## SET TASK
Pull out each line of the records that contains the string "Find", treating uppercase and lowercase letters as different.

## DATA FOR THIS TASK
──────────

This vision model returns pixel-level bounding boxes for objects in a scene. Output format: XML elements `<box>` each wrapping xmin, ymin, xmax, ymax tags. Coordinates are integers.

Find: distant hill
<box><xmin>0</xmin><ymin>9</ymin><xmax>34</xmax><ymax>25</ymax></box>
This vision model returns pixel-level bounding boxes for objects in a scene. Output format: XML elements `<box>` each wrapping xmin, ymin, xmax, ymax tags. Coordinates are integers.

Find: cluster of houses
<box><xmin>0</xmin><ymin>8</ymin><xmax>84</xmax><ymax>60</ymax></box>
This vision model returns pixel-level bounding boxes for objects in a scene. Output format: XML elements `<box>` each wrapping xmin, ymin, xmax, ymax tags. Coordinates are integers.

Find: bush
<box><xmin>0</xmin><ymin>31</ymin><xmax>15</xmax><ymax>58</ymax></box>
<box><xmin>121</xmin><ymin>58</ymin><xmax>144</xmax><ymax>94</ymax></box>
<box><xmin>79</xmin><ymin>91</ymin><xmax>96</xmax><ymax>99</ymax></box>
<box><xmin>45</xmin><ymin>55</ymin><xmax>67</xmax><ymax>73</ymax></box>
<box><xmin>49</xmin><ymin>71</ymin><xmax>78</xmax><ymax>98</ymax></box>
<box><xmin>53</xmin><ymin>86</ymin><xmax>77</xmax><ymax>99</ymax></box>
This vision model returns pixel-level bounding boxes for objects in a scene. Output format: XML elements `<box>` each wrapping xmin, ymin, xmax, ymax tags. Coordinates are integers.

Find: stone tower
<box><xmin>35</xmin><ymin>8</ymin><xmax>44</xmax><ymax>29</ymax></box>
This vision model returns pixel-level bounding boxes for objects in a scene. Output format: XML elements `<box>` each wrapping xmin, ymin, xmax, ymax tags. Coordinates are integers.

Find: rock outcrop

──────────

## SOLUTION
Find: distant hill
Find: cluster of houses
Find: bush
Find: stone tower
Find: rock outcrop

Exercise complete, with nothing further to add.